:: Passage to read ::
Cardano founder Charles Hoskinson is backing Pogun, a development initiative intended to bring Bitcoin liquidity into Cardano-based credit and yield markets.

Led by Omer Husain and the team behind Input Output’s open-source Cardinal bridge specification, Pogun plans to combine a non-margin credit market, a yield application and a trust-minimized Bitcoin bridge.

The project’s central test is not whether Cardano can advertise access to Bitcoin’s market value. It is whether Pogun can launch a useful credit market, attract borrowers and lenders, and give BTC holders a reason to cross the bridge when it becomes available.

The $1.6 Trillion Bitcoin Claim Needs Context

Pogun’s official proposal describes Bitcoin as a vast pool of capital that is “almost entirely idle.” The phrase refers to Bitcoin’s limited use in native decentralized lending and credit markets, not to every BTC sitting unused.

Some coverage has rounded the opportunity to $1.6 trillion, while Pogun’s own governance proposal described Bitcoin as a roughly $1.5 trillion asset. Either figure is a time-sensitive estimate of Bitcoin’s total market capitalization which as of 19 July, 2026, is around $1.3T, not an amount that Pogun has secured or expects to move into Cardano in full.

Bitcoin is already used through self-custody, exchanges, corporate treasuries, exchange-traded products and centralized lending arrangements. Pogun’s argument is narrower: only a relatively small portion of that capital participates in decentralized credit and yield markets without relying on a centralized custodian.

Pogun is therefore competing for the subset of Bitcoin holders willing to use BTC as collateral or deploy it into financial strategies. It is not integrating Bitcoin’s entire market value into Cardano.

Pogun Plans to Build the Market Before the Bridge

Pogun’s published roadmap contains three connected stages:

Q2 2026 Non-margin credit market Bilateral, fixed-term loans without automatic price-based liquidations Q3 2026 Yield application An interface connecting user capital with strategies built on the credit market Q4 2026 Bitcoin bridge A trust-minimized route for deploying BTC in Cardano-based applications

Pogun’s sequence is deliberate. The credit market is intended to establish demand, the yield application would make that market easier to access, and the bridge would then introduce Bitcoin as additional collateral and liquidity.

:: Tasks for this exercise ::
1) The article on Pogun names several ways Bitcoin is already used. List all of them.
2) Retype the part of the article on Pogun between "Pogun Plans to Build" and "collateral and liquidity.", inclusive.
3) Write what comes next in the article on Pogun's Bitcoin plans, starting after its final sentence.

:: Information shown ::
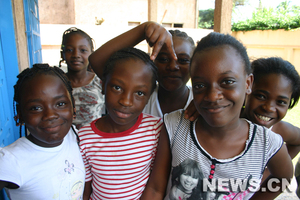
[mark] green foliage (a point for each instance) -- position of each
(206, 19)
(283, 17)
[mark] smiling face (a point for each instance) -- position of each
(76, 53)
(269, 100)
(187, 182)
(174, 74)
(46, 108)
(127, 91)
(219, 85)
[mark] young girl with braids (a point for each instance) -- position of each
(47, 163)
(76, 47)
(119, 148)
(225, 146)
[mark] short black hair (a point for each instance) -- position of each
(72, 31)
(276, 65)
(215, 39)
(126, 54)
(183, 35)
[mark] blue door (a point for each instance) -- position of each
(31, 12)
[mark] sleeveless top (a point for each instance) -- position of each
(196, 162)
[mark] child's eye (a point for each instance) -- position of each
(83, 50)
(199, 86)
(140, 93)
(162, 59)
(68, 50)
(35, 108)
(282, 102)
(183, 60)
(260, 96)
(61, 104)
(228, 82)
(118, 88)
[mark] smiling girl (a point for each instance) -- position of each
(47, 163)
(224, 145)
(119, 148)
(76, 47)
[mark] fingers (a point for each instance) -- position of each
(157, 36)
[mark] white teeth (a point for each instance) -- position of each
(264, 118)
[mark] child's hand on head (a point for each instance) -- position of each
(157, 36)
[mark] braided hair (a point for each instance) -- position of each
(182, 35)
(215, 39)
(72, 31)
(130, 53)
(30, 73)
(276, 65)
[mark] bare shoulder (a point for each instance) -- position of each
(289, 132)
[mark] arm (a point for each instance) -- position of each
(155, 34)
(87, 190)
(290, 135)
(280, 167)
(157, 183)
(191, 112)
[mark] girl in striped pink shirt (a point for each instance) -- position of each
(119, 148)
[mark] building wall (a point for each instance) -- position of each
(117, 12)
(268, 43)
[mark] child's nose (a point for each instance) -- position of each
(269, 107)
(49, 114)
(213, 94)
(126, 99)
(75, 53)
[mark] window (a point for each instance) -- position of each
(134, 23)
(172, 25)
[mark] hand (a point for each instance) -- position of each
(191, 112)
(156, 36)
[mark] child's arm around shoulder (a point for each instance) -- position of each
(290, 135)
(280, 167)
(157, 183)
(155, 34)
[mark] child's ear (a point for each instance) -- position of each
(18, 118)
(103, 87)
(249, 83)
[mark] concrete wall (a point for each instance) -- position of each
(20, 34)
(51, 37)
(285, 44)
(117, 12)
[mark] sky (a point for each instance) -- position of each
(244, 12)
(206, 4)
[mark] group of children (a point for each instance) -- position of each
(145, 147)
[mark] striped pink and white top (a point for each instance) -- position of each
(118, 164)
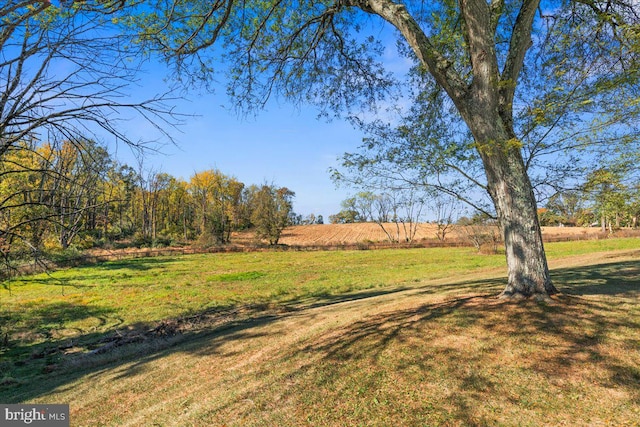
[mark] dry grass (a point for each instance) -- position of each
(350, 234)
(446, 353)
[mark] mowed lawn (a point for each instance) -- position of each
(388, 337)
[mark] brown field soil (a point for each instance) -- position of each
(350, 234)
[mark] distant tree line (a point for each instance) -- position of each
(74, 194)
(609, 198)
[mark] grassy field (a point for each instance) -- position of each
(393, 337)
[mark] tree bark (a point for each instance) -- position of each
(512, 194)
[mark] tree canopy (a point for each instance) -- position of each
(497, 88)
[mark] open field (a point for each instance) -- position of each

--

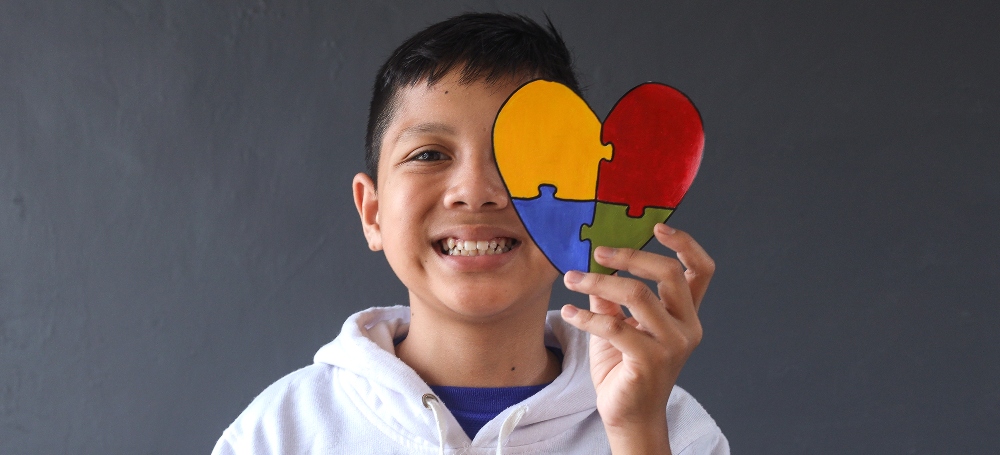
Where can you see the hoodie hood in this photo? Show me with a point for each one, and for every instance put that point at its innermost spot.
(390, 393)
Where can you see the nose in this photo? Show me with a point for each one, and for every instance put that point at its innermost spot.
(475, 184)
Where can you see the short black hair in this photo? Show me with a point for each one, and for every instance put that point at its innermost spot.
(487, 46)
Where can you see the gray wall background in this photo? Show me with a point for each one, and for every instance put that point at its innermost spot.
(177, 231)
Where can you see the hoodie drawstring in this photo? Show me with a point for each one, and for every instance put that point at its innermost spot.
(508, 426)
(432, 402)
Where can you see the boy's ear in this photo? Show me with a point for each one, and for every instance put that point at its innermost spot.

:: Answers below ::
1) self-custody, exchanges, corporate treasuries, exchange-traded products, centralized lending arrangements

2)
Pogun Plans to Build the Market Before the Bridge

Pogun’s published roadmap contains three connected stages:

Q2 2026 Non-margin credit market Bilateral, fixed-term loans without automatic price-based liquidations Q3 2026 Yield application An interface connecting user capital with strategies built on the credit market Q4 2026 Bitcoin bridge A trust-minimized route for deploying BTC in Cardano-based applications

Pogun’s sequence is deliberate. The credit market is intended to establish demand, the yield application would make that market easier to access, and the bridge would then introduce Bitcoin as additional collateral and liquidity.

3)
That gives incoming BTC an intended use from the beginning, but it also creates dependency between the milestones. Delays or weak adoption in the first two products could reduce the reason for Bitcoin holders to use the bridge when it arrives.

The First Roadmap Deadline Has Passed

The proposal stated that the non-margin credit market would launch on Cardano’s mainnet in the second quarter of 2026 after completing a formal security audit.

That quarter ended on June 30.

As of July 19, Pogun’s official website continues to describe the platform as “coming soon.” The official project pages reviewed for this article do not provide a public mainnet announcement, deployed contract address or completed audit report.

That does not establish that development has stopped. It means the Q2 milestone cannot yet be treated as publicly delivered based on the evidence currently available.

In a June 11 video, Hoskinson said work had not been paused after the project failed to secure treasury funding and described Pogun as a commercial initiative that could continue without the proposed community investment.

His comments indicate that development is continuing, but they do not establish that the credit market has launched publicly or completed the formal audit described in the original proposal.

The Cardano Treasury Did Not Fund Pogun

Pogun requested ₳12.29 million from the Cardano Treasury, valued at approximately $2.95 million when the proposal was prepared.

The proposed funding was divided into milestone-based tranches. Later bridge funding would have depended on verified progress in the credit market, while the proposal included provisions for returning undisbursed funds if milestones failed, the team dissolved or the bridge was found to be technically infeasible.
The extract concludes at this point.